## Page excerpt
# blackhawk grip frame



## throb6996 (Nov 27, 2011)

I have a ruger blackhawk and i seem to have buggered up the grip fram from normal use. It appears to me that the frame is painted. Is this in fact so? and what kind of paint would be needed to refinish it.


----------



## TedDeBearFrmHell (Jul 1, 2011)

need more info about the gun..... year, model, caliber, frame material..... then we can start some research


----------



## throb6996 (Nov 27, 2011)

not sure what year it is. its a ruger new model blackhawk .357/ 9mm convertable. the frame appears to be steel or possibly cast. not sure which. I've had it for about 10yrs. I bought in good condition but used. The scratches on it seem to be flaking off like paint and not blueing.


----------



## TedDeBearFrmHell (Jul 1, 2011)

its not paint, its powder coating (dry powder, electrically applied to the part then baked to harden it) ..... and if you wanna redo it, you should have a pro do it.


----------



## throb6996 (Nov 27, 2011)

thanks I happen to know a really good powder coater and I'll check it out. appreciate the help.


----------



## TomC (Sep 5, 2006)

The grip frames on the more recent blued NMBHs are coated aluminum. They can be powder coated or anodized. Brownell’s probably sells something to touch up a chipped, etc., one. The stainless guns have stainless grip frames, weigh a little more, and are much more easily cleaned up after minor damage. That is one reason why I prefer stainless.


----------

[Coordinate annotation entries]
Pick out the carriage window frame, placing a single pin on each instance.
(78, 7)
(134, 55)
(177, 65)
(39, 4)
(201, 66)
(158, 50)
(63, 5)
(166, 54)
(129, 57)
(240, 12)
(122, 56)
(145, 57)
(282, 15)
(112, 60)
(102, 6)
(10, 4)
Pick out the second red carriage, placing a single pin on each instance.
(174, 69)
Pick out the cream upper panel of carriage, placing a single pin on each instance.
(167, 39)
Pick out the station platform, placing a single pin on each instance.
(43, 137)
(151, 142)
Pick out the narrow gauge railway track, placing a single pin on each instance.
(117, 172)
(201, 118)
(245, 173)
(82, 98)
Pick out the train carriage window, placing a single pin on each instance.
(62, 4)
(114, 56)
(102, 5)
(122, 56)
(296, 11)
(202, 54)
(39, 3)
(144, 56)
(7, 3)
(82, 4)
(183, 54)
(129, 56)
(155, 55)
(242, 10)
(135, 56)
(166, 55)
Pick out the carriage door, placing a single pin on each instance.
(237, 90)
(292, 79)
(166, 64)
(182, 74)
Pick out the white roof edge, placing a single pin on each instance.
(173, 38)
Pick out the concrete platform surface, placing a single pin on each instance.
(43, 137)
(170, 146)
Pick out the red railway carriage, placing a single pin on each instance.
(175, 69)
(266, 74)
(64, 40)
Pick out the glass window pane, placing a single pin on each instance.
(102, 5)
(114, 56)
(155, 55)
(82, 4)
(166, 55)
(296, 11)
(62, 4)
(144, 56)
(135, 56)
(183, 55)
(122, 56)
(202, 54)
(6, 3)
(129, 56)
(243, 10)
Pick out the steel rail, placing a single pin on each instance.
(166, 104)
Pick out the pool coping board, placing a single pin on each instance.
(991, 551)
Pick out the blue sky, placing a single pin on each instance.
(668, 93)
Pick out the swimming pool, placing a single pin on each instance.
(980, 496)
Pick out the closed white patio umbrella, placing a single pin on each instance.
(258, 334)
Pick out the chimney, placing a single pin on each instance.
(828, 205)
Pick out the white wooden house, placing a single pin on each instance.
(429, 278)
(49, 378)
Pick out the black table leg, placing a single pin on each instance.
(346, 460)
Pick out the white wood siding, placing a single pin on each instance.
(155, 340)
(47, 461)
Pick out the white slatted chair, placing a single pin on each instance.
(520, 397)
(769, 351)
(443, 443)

## What is expected
Copy the grip frame thread from "The grip frames" to "I prefer stainless.", changing "aluminum" to "alloy".

## Written solution
The grip frames on the more recent blued NMBHs are coated alloy. They can be powder coated or anodized. Brownell’s probably sells something to touch up a chipped, etc., one. The stainless guns have stainless grip frames, weigh a little more, and are much more easily cleaned up after minor damage. That is one reason why I prefer stainless.